(Dataset entries)

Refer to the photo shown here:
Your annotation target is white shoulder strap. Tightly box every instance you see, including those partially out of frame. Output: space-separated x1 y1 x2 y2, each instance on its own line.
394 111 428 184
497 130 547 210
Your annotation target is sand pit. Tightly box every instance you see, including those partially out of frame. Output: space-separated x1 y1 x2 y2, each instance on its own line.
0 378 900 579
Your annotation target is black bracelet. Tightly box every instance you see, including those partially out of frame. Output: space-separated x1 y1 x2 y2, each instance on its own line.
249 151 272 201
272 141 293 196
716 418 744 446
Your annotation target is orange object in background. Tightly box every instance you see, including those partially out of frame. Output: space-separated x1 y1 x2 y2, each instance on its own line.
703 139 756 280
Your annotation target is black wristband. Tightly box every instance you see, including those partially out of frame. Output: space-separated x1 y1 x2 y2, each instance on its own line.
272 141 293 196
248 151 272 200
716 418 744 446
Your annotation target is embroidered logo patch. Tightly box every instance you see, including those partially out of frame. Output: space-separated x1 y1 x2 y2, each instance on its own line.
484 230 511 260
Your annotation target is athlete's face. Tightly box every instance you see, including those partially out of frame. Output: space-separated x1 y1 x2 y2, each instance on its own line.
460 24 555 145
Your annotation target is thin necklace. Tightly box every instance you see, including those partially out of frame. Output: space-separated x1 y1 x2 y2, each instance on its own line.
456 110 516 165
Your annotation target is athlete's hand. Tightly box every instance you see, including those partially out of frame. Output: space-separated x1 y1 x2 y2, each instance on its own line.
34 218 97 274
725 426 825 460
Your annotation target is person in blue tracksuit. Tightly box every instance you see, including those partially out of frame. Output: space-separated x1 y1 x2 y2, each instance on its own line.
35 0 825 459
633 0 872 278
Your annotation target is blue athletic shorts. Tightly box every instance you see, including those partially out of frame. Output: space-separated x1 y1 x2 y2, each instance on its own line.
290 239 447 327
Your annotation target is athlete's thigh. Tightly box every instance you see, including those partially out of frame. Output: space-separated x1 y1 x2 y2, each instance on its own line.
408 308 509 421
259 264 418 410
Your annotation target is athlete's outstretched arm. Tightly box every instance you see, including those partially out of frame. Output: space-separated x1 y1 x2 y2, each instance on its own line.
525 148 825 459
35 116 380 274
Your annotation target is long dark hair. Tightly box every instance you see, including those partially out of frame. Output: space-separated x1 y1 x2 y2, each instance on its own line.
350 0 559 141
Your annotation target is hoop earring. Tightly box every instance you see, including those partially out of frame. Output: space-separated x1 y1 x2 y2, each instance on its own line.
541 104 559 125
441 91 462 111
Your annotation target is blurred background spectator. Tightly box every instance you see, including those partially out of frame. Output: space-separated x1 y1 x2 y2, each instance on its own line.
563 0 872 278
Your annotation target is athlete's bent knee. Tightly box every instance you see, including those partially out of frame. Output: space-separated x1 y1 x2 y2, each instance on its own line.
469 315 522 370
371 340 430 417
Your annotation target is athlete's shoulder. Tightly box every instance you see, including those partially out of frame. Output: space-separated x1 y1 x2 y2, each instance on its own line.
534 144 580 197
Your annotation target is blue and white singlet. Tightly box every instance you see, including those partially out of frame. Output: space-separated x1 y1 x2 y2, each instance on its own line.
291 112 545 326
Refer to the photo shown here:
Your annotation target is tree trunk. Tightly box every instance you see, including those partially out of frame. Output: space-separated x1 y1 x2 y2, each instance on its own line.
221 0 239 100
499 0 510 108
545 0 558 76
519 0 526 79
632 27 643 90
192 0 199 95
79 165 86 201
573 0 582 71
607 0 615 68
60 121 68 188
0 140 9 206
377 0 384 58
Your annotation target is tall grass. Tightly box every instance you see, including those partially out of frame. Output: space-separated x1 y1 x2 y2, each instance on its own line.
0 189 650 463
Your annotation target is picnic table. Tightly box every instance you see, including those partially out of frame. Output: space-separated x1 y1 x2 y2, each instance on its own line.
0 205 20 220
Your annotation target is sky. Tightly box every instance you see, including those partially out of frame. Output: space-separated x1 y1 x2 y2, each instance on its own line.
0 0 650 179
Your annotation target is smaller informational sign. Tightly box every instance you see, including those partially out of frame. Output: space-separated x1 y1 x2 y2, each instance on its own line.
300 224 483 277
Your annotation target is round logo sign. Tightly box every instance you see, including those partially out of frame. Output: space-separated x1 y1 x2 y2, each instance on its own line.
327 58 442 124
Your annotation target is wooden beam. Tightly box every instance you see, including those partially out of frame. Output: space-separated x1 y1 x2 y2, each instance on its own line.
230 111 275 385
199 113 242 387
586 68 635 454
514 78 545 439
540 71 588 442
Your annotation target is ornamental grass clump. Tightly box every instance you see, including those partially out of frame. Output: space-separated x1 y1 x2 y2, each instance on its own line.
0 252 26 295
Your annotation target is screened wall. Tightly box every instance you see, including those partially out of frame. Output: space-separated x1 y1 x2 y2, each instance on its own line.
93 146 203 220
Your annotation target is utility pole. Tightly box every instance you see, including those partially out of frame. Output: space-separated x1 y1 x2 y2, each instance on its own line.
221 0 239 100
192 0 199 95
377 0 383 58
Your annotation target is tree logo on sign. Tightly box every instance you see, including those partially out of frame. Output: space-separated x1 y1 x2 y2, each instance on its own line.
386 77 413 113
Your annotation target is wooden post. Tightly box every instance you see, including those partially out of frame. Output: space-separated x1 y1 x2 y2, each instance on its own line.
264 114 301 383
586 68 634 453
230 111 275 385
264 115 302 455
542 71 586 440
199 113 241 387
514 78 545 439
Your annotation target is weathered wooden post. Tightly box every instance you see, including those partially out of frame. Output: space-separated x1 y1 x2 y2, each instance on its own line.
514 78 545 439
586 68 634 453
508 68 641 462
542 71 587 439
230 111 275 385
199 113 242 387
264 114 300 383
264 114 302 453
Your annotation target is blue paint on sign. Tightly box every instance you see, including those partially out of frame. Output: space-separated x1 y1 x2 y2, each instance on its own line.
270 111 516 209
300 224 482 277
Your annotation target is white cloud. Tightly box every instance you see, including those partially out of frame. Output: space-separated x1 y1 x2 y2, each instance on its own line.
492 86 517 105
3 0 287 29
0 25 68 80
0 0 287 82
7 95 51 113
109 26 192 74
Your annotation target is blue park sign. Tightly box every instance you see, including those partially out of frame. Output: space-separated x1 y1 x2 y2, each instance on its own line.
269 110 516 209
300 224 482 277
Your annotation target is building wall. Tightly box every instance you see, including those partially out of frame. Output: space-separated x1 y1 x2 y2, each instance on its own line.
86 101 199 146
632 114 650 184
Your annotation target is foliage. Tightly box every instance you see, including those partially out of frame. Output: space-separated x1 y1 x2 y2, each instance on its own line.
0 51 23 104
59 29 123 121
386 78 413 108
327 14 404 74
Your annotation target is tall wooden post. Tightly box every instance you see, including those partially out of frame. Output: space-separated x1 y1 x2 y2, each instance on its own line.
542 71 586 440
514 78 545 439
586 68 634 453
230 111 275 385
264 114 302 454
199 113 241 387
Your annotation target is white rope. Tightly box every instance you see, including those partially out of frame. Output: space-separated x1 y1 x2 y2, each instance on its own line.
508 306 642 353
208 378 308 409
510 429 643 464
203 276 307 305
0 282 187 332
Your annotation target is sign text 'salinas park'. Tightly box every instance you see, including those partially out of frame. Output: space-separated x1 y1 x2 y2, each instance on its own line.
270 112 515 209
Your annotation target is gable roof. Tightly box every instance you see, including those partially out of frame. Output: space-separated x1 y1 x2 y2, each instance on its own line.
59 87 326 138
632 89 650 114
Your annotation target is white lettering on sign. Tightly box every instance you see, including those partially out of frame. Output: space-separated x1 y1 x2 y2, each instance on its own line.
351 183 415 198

INSTRUCTIONS FOR THE TASK: Switch every "Tightly box" in the items to "Draw a tight box around", and leave all other text unchanged.

COMPLETED EXERCISE:
Refer to the photo shown here:
Your annotation target is white shoulder strap. Draw a tight box around every instance you see, including those partially out of frame. Output: space-separated x1 y1 x2 y2, each instance on its own line.
394 111 428 184
497 130 547 210
Your annotation target is sand pit. Draw a tight box around every instance you see, including those partially out of frame. Output: space-separated x1 y1 x2 y2, each instance on its own line.
0 378 900 579
Your annotation target is black bracelet. Draw a tight box around every instance you see, including those partially out of frame. Output: space-separated x1 y1 x2 y2, each instance on its own line.
249 151 272 201
272 141 293 196
716 418 744 446
Your annotation target is orange object in background. Draw a tight box around every instance you see, including those partially out of frame. Output: space-separated x1 y1 x2 y2, each instance on its own line.
703 139 756 280
Your annotation target is black wristband. Draw a tight box around every instance you see, including those partially out of frame. Output: space-separated x1 y1 x2 y2, each instance on its own line.
272 141 293 196
248 151 272 200
716 418 744 446
Your annotation target is embroidered logo patch. Draw a tight box around every instance you see, including those partially out of frame. Output: space-separated x1 y1 x2 y2, each instance on its own line.
484 230 511 260
Your annotation target is athlete's face. Draw a tight box around every instance you see, including those partially out of frame. Output: space-separated x1 y1 x2 y2, each instance on its own line.
460 24 555 145
Your annotation target is thin necklace. Draw a tight box around every instance you see, including those partially out of frame. Output: space-separated x1 y1 x2 y2, each instance on its own line.
456 110 516 165
Your annotation target is athlete's hand. Draw a tight box around every instance you see, including those partially out of frame. Output: space-separated x1 y1 x2 y2, each instance on its own line.
34 218 97 274
725 426 825 460
Your annotation target is person in blue tracksuit. Draw a tight box around every instance you see, including those partially out of frame. Output: space-separated x1 y1 x2 y2, each instance on its own line.
35 0 825 459
633 0 872 278
Your annotation target is blue athletic shorts. Draw a tight box around every instance you see, including those partially out of frame. Output: space-separated x1 y1 x2 y2, each instance on its own line.
290 239 447 327
Your annotation target is athlete's thigh. Draw a tight box around every instance you see, including those partially out of frame. Output: space-separated x1 y1 x2 y2, each instance on its own line.
408 308 509 421
259 264 418 410
Your annotation target is athlete's outstretched arm. Draw a tight box around every instance you see, including those partially out of frame. Output: space-separated x1 y1 x2 y2, each instance on its own line.
525 148 825 459
35 116 380 274
Your annotation target is long dark hair. Draw a tight box around every instance you see, including those partially out of frame. Output: space-separated x1 y1 x2 y2, each instance on its own line.
350 0 559 141
Your annotation target is hoop earring. Draw a tight box around every instance you see, including those partially out of frame. Output: space-separated x1 y1 x2 y2, each instance on its own line.
541 104 559 125
441 91 462 111
Your annotation target is blurred background spectator. Draw a tight box around every instance you see, including those partially out of frame. Output: space-separated x1 y1 x2 y2, each instance on its own line.
563 0 872 278
Your annotation target is athlete's bent knee. Draw a tight box around every instance you see, including those partially out of frame. Output: space-separated x1 y1 x2 y2, each instance on its own line.
469 315 522 370
371 340 430 417
Your annotation target is athlete's shoulder. Draw a tight box around every instance you see, including those partially out of frame. Output: space-separated x1 y1 x2 y2, each instance on its own line.
534 144 580 197
Your annotation target is blue and white singlet. Draw a tight box around every instance you see, including those partially out of frame. Output: space-separated x1 y1 x2 y2, each instance on its own line.
291 112 545 326
Refer to the photo shown here:
Your annotation target is tree trunk. Draw a tight box around every instance you see, including those partially out of frame. Output: space-separated x1 y1 x2 y2, each instance on its own line.
221 0 239 100
499 0 510 108
545 0 558 76
519 0 526 79
632 27 643 90
192 0 199 95
79 165 86 201
573 0 582 71
607 0 615 68
60 121 68 188
0 140 9 206
377 0 384 58
Your annotation target is tall grass. Draw a tight box around every instance you see, including those partially out of frame. Output: space-separated x1 y1 x2 y2, each instance on its own line.
0 189 650 463
Your annotation target is picnic table. Draw a tight box around every instance you see, including those partially out of frame. Output: space-separated x1 y1 x2 y2, each instance on its own line.
0 205 20 220
Your annotation target is sky. Draw a tight box around every instance you see, including those partially out of frame. Output: space-separated x1 y1 x2 y2, each instance on its own line.
0 0 650 179
Your annotation target is smaller informational sign. Draw a tight box around every instance you see, including those partially out of frame. Output: space-separated x1 y1 x2 y2, each instance on its own line.
300 224 483 277
Your annotation target is round logo sign. Draw a tight box around every instance you see, including those partially out of frame. Output: space-separated x1 y1 x2 y2, each instance on its own line.
327 58 442 124
Your annotation target is wooden beam. Draw a tight box around every instance you see, including those partially out of frame. Output: space-separated x1 y1 x2 y2, each instance on its own line.
230 111 275 385
199 113 242 387
586 68 635 454
514 78 545 439
540 71 588 442
Your annotation target is ornamental grass clump. Draw a tight box around every instance you see, including those partially out of frame. Output: space-separated x1 y1 x2 y2, each instance on its own line.
0 252 26 295
Your annotation target is screened wall. Draw a tight box around every instance you see, including those partially out of frame. Output: space-separated x1 y1 x2 y2, each instance on its own line.
93 146 203 220
Your annotation target is utility pole. Draw a tight box around every instance you see, including those partially out of frame. Output: space-separated x1 y1 x2 y2, each instance on its own line.
221 0 239 100
192 0 199 95
377 0 383 58
Your annotation target is tree logo on sign. Draw a tight box around every instance you see, including those partially out of frame. Output: space-separated x1 y1 x2 y2, each instance on its own line.
386 77 413 113
Your annotation target is wooden post. Draw a tight box around every instance you see, including those partially out of frame. Output: space-separated x1 y1 x2 y2, each instance on its own line.
264 114 301 383
586 68 634 453
230 111 275 385
264 115 302 455
542 71 586 440
199 113 241 387
514 78 545 439
Your annotation target is weathered wooden post. Draw a tight box around every instance you see, including those partially out of frame. Output: space-separated x1 y1 x2 y2, each instance on its own line.
514 78 545 439
586 68 634 453
508 68 641 462
542 71 587 439
230 111 275 385
199 113 242 387
264 114 300 383
264 114 302 453
Your annotation target is blue paint on sign. Draw a tight box around every instance you see, including those partially out of frame. Output: space-separated x1 y1 x2 y2, each instance on its own line.
270 111 516 209
300 224 482 277
Your annotation target is white cloud. Draw a tight box around every instance you see, including those partially out of frame. Output: space-separated x1 y1 x2 y2, each instance on its own line.
492 86 517 105
3 0 287 29
0 25 68 80
0 0 287 82
7 95 51 113
109 26 192 74
Your annotation target is blue park sign. Draw a tight box around every instance you see, including those partially out of frame. Output: space-separated x1 y1 x2 y2, each instance on its own line.
269 110 516 209
300 224 482 277
Your annotation target is building wall. Draw a tight box around every instance you see, including those partially out of frame. Output: space-separated x1 y1 x2 y2, each instance on its own line.
86 101 199 146
632 114 650 184
Your annotation target is foliage. Draw a tight box around every instance you see, including those partially out of frame. Output: space-separated x1 y1 x2 y2, each instance on its own line.
0 51 23 104
59 29 123 121
386 78 413 108
327 14 404 74
Your annotation target is tall wooden post. Draw a tight box around every instance you see, including those partially out of frame. Output: space-separated x1 y1 x2 y2, each instance on its own line.
542 71 586 440
514 78 545 439
586 68 634 453
230 111 275 385
264 114 302 454
199 113 241 387
Your annotation target is white rope. Draw a tight box around every instance you see, including those partially out of frame. Output: space-separated x1 y1 x2 y2, each instance on its own line.
508 306 642 353
208 378 308 409
510 429 643 464
203 276 307 305
0 282 187 332
Your annotation target is sign text 'salinas park'. Draw a tight box around every instance you see, including those partially out of frame. Output: space-separated x1 y1 x2 y2, each instance on its own line.
270 112 515 209
Your annotation target is gable roof. Draw a tight box around every instance you see, including those partially out of frame. Output: space-separated x1 y1 x2 y2, each instance on its own line.
59 87 326 138
632 89 650 114
Your annotation target is white lettering on sign. Draw a tight box around every instance you see, including those partially out of frame. Output: space-separated x1 y1 x2 y2, each instance on its own line.
351 183 415 198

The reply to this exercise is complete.